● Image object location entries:
··········
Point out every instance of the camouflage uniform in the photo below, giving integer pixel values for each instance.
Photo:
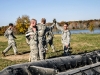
(65, 38)
(32, 38)
(50, 37)
(42, 30)
(11, 41)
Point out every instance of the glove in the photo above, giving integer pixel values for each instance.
(54, 21)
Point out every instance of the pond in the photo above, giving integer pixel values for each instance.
(96, 31)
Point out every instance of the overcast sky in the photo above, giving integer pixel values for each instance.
(62, 10)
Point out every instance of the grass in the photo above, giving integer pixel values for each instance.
(80, 43)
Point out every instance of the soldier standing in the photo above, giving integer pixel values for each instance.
(50, 37)
(66, 35)
(11, 40)
(32, 37)
(42, 30)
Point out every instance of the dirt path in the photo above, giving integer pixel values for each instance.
(17, 57)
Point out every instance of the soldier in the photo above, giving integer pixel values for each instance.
(32, 37)
(42, 29)
(50, 36)
(66, 35)
(11, 40)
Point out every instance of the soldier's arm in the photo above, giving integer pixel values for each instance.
(14, 36)
(52, 26)
(59, 27)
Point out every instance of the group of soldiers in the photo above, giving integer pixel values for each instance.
(37, 37)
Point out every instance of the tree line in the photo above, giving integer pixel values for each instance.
(22, 23)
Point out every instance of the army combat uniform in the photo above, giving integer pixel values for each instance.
(42, 29)
(50, 36)
(11, 41)
(32, 40)
(65, 38)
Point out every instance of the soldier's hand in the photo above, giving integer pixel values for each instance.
(15, 38)
(54, 21)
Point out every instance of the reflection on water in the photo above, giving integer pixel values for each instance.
(96, 31)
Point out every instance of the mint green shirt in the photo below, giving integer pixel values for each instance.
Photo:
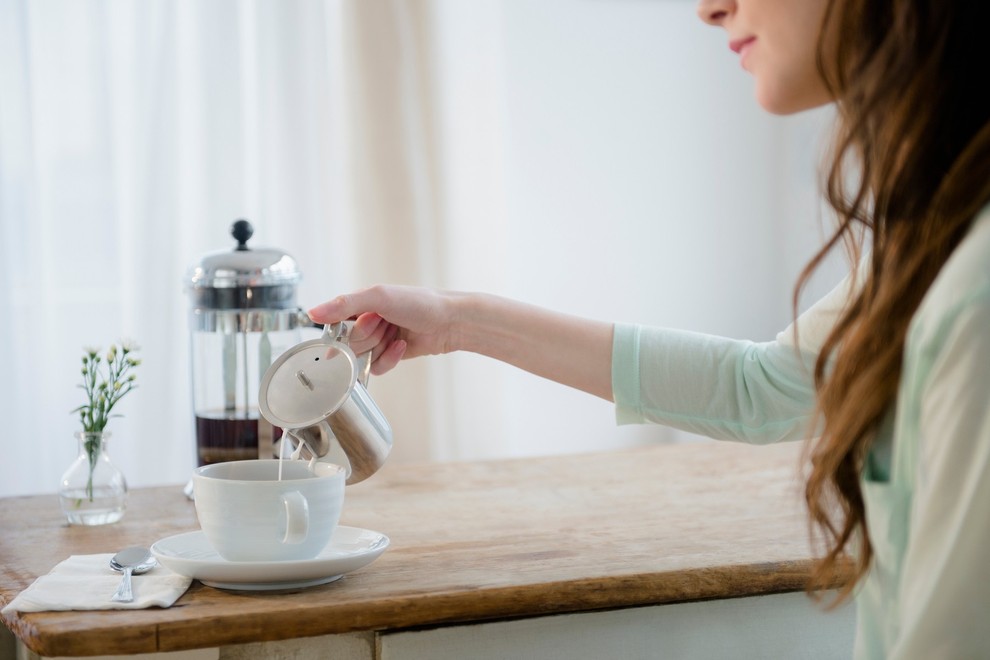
(927, 482)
··········
● PROBLEM STATEMENT: All entries must be written out again exactly as given, with no pictures in the copy.

● OUTPUT OF THE EXERCISE:
Point out every instance of the camouflage uniform in the photo below, giving integer pixel values for each instance.
Photo:
(65, 38)
(32, 38)
(50, 37)
(42, 30)
(11, 41)
Point out every instance of the glove in the photo above, giving integer pixel values for each instance.
(54, 21)
Point out every instance of the pond in the photo above, giving integer pixel values for each instance.
(96, 31)
Point out every instance of the overcast sky in the photo above, giving integer pixel values for each instance.
(62, 10)
Point out every instance of the grass in the photo above, giving integer pixel values for each instance.
(80, 43)
Point out every instance of the soldier standing in the photo above, giving integer pixel values for each instance.
(50, 37)
(66, 35)
(11, 40)
(32, 37)
(42, 30)
Point out every instance of the dirt path in the photo above, giving integer pixel values for each instance.
(17, 57)
Point out every instance of the soldier in the photo above, giving integer pixel values for each instance.
(32, 37)
(42, 29)
(50, 36)
(66, 35)
(11, 40)
Point out every instance of the soldier's arm in the photo above, giving integer pixel values for each instance.
(14, 36)
(52, 26)
(59, 27)
Point out every instance of the group of soldiers in the photo above, giving integer pixel values for each instance.
(37, 37)
Point out every instance of the tree line in the photo above, giving integer pixel values for each instance.
(22, 23)
Point out every instance of the army combat uniform in the photo above, giving integer pixel values for each instance.
(42, 29)
(50, 36)
(11, 41)
(32, 40)
(65, 38)
Point out every instance of the soldier's hand in the photo above, giving integer pixel values for each instance.
(15, 38)
(54, 21)
Point out every instance of the reflection on water in the photo above, giving integer pixel values for each instance.
(96, 31)
Point out every instance of the mint green shirt in the photo below, giving integer pixel values for each instance.
Photo:
(927, 482)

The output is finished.